GIVEN TEXT —
Similarly, intermittent renewables are exempt from penalties under the "Balancing and Settlement" code - i.e. from the costs they impose on the rest of the system.

PatLogan: Guesstimate for gas-fired CCS project

Another post copied from Guardian CiF comments by PatLogan

Hard to say exactly; there aren't any gas-fired CCS projects I'm aware of. But we can do some "rule of thumb" guesstimates.

Probably the best approach is to look at an IGCC (a coal gasification based generation technology) CCS plant. Probably the furthest advanced example is the Kemper County plant in the US.

An IGCC plant is basically made of three components: a coal gasification unit (which makes the coal into CH4), a gas reformer (which converts the CH4 into separate streams of H2 and CO2) and a CCGT gas turbine optimised to burn hydrogen. The H2 from the reformer goes to the turbine, the CO2 to sequestration.

Were you to use gas, obviously the gasification stage would be redundant. The reforming stage would still be required.

Kemper's costing about $5.5Bn for a 580MW plant which can capture about 65% of the carbon content of the coal. In the US a CCGT unit without CCS would typically come in at about $800-1Bn/GW.

So, crudely scaling Kemper to 1GW gives us $9.5Bn/GW, of which something like $1.2bn will be for the adapted CCGT.

That gives us $8.3Bn for the "balance of plant". If we crudely assume that's split half and half between the reformer and the gasifier, and that as this is "FOAK" (First Of A Kind) plant that costs double what a series build unit would cost. we get about $2.1Bn for a series built reformer capable of supplying a 1GW unit.

That has the whole system coming in at about $3.1Bn - 3 to 3 1/2 times the cost of a standard CCGT. for a comparison, that's not dissimilar to the cost of an AP1000 PWR unit.

The system also absorbs some of the output of the plant - we'll assume about 20% for a gas fired CCS CCGT. That equates to a 25% increase in fuel usage.

The underlying cost of power from a CCGT is usually about 80% fuel and 20% fixed (operations, capital and finance). In the UK gas can currently produce at breakeven at about £60/MWh.

(Stored items)

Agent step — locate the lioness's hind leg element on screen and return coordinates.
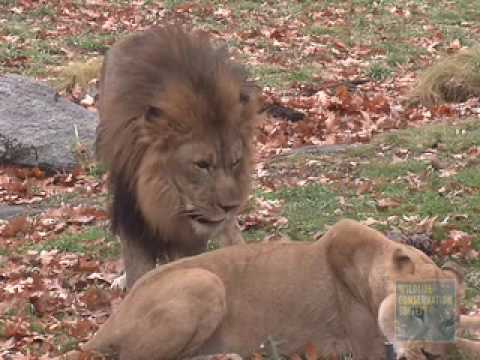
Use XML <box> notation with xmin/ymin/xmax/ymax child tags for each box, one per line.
<box><xmin>117</xmin><ymin>269</ymin><xmax>226</xmax><ymax>360</ymax></box>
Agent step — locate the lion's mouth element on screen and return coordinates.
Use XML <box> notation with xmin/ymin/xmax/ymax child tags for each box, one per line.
<box><xmin>190</xmin><ymin>216</ymin><xmax>225</xmax><ymax>226</ymax></box>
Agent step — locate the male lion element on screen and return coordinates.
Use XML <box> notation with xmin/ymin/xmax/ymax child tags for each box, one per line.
<box><xmin>97</xmin><ymin>27</ymin><xmax>259</xmax><ymax>287</ymax></box>
<box><xmin>83</xmin><ymin>220</ymin><xmax>478</xmax><ymax>360</ymax></box>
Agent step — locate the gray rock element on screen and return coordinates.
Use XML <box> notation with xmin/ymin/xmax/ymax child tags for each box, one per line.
<box><xmin>0</xmin><ymin>75</ymin><xmax>97</xmax><ymax>169</ymax></box>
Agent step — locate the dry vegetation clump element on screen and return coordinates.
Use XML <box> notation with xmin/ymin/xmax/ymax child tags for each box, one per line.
<box><xmin>55</xmin><ymin>56</ymin><xmax>103</xmax><ymax>91</ymax></box>
<box><xmin>411</xmin><ymin>46</ymin><xmax>480</xmax><ymax>105</ymax></box>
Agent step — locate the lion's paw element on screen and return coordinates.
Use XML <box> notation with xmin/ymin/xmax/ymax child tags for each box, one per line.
<box><xmin>110</xmin><ymin>273</ymin><xmax>127</xmax><ymax>291</ymax></box>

WORK REQUEST 1 —
In the gas-fired CCS estimate, how does the author get to about $2.1Bn for a series-built reformer? Answer in one to three sentences.
WORK REQUEST 2 —
Continue the gas-fired CCS cost estimate from its last sentence.

RESPONSE AREA 1 —
Scaling Kemper to 1GW gives $9.5Bn/GW. Removing about $1.2Bn for the adapted CCGT leaves $8.3Bn for the "balance of plant," which is assumed to be split half and half between the reformer and the gasifier. Because this is a first-of-a-kind plant assumed to cost double a series-built unit, the reformer's share is halved again, giving about $2.1Bn.

RESPONSE AREA 2 —
So, gas cost is about £48/MWh at the moment, and other costs about £12.

On the basis of the above, you'd expect gas costs per MWh of output to rise to about £60/MWh, and other costs to rise to about £42/MWh - giving a total of £102/MWh.

Which is somewhat more than the Hinkley C strike price, or that for new onshore wind. But it's predicated on a few key assumptions/omissions

1 - that the technology can be matured to a stage where series build cost reductions can be reached.

2 - that gas prices stay where they are.

3 - that there's no carbon cost - I'd expect a system like the above to outperform Kemper in terms of carbon capture, but not to approach 100% - I'd guess in the 80-90% range, giving CO2 output of 45-90g/KWh. It'd be a small contribution, though.

4 - I've not the faintest idea of the costs of the sequestration system - compression, piping and disposal in geological formations. I'd be staggered if it came in under £5/MWh, surprised at £10, though.

So, not easy to develop, and certainly not cheap!

Comparing wind and nuclear raw material costs (repost of Guardian CiF PatLogan post)


There are some really interesting comparisons around materials usage between wind and nuclear.

A typical 2.5MW land-based turbine uses about 390 tonnes of steel and 1100 tonnes of concrete (that's ignoring access roads) It's got a 20-25 year operational life, and (in the UK) will average about a 27% capacity factor.

Output over life is

(2.5*25*0.27) = 16.875 MW-years.

So that's 23.1 tonnes of steel per MW-year and 65.2 tonnes of concrete per MW-year.

A 1620MW EPR (the most resource intensive of the UK new-build designs) . That's got a 60 year design life, at a capacity factor of 90%.


(1620*60*0.9) = 87,480 MW-years

It uses 205,000 cubic metres of concrete (at about 2.4 tonnes/cubic metre 492,000 tonnes- ) and 71,000 tonnes of steel.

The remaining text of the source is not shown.